В 1899 году Комиссаржевская приняла участие в гетевском вечере, где играла Маргариту в сцене сумасшествия. В феврале 1902 года «Фауст» был поставлен на Александринской сцене с Комиссаржевской в той же роли.
Газеты оба раза шумно возвестили об удаче актрисы. П. Д. Боборыкин, присутствовавший на гетевском вечере, прислал ей восторженное письмо. Тема активного протеста Комиссаржевской вызвала взрыв удивления: «Где же скрывалась до сих пор такая огромная сила таланта, страсти, правдивости, глубины и вдумчивости?»[32] Кугель точно отметил характер происшедших перемен, сказав, что актриса передала активный драматизм.
Внешне Комиссаржевская была близка к оперной Маргарите. Из музыкального образа Гуно актриса взяла лиризм, который отвечал ее «нервному впечатлительному дарованию» (Ю. Беляев). В начале спектакля ее Маргарита по тихим и безмятежным интонациям была похожа на многие игранные ранее роли в пьесах Зудермана, Гальбе. Но Клерхен и Анхен гибли с той же безропотностью, с какой появлялись впервые. Маргарита у Комиссаржевской оставалась привычной лишь до последнего акта. Здесь талант актрисы обретал новую силу. Она отказывалась от западающих нот и угнетенного настроения как высшего выражения трагедии.
Ее Маргарита, несмотря на традиционный костюм — рубище, перехваченное веревкой, цепи и распущенные по-оперному волосы, — не была смиренна в своем сумасшествии. Она медленно подымалась с пола темницы, бессмысленно глядя перед собой. Но, словно раненная мыслью об убийстве дочери, вскакивала и в ужасе пятилась назад. Бессилие героини больше не казалось актрисе трогательным. Меньше всего она жалела свою героиню, давая волю чувствам гнева и протеста. Она не опускала привычно глаза, не было знакомого слабого жеста руки, которым она пыталась отвести от себя невзгоды. Глаза были широко открыты, жесты свободны и энергичны. Бунт Маргариты безумен, но актриса искала сильные трагические краски, когда, вставая под звон цепей, она восклицала: «Свободна я, свободна я!» Руки напряженно тянулись вверх, она стремилась прочь из темницы.

Формулировка задания 1:
Ответьте по тексту о Комиссаржевской в роли Маргариты:
(a) Когда «Фауст» был поставлен на Александринской сцене?
(b) Кто прислал актрисе восторженное письмо после гетевского вечера?
(c) Что восклицала Маргарита, вставая под звон цепей?
Формулировка задания 2:
Перепишите без изменений часть текста о Комиссаржевской в роли Маргариты. Начните со слов «В 1899 году» и остановитесь после слов «той же роли.».

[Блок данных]
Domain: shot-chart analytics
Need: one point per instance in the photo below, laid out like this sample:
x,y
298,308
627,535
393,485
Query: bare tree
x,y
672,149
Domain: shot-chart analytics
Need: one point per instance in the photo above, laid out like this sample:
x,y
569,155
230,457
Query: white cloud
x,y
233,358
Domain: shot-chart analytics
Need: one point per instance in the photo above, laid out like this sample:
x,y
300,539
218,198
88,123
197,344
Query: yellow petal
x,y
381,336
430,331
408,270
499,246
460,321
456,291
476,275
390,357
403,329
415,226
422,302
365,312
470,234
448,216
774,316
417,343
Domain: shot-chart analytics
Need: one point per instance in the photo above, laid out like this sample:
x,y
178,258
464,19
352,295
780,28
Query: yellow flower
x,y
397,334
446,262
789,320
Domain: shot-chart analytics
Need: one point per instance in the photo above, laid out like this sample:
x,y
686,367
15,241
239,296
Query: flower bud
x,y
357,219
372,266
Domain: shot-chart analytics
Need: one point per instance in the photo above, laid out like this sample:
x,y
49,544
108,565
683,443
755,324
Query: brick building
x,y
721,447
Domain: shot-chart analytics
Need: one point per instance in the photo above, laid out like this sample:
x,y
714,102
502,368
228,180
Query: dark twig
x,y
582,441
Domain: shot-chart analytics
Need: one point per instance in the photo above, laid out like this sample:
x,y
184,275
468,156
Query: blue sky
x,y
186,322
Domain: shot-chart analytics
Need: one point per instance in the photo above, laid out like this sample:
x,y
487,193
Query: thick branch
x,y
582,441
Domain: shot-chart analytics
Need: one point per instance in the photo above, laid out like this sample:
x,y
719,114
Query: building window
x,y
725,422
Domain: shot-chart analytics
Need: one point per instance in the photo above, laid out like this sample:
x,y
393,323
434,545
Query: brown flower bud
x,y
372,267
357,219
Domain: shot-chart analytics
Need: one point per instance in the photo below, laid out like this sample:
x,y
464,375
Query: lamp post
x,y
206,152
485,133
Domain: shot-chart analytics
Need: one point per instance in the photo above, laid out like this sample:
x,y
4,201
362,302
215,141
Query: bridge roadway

Полный ответ 1:
(a) В феврале 1902 года.
(b) П. Д. Боборыкин.
(c) «Свободна я, свободна я!»

Полный ответ 2:
В 1899 году Комиссаржевская приняла участие в гетевском вечере, где играла Маргариту в сцене сумасшествия. В феврале 1902 года «Фауст» был поставлен на Александринской сцене с Комиссаржевской в той же роли.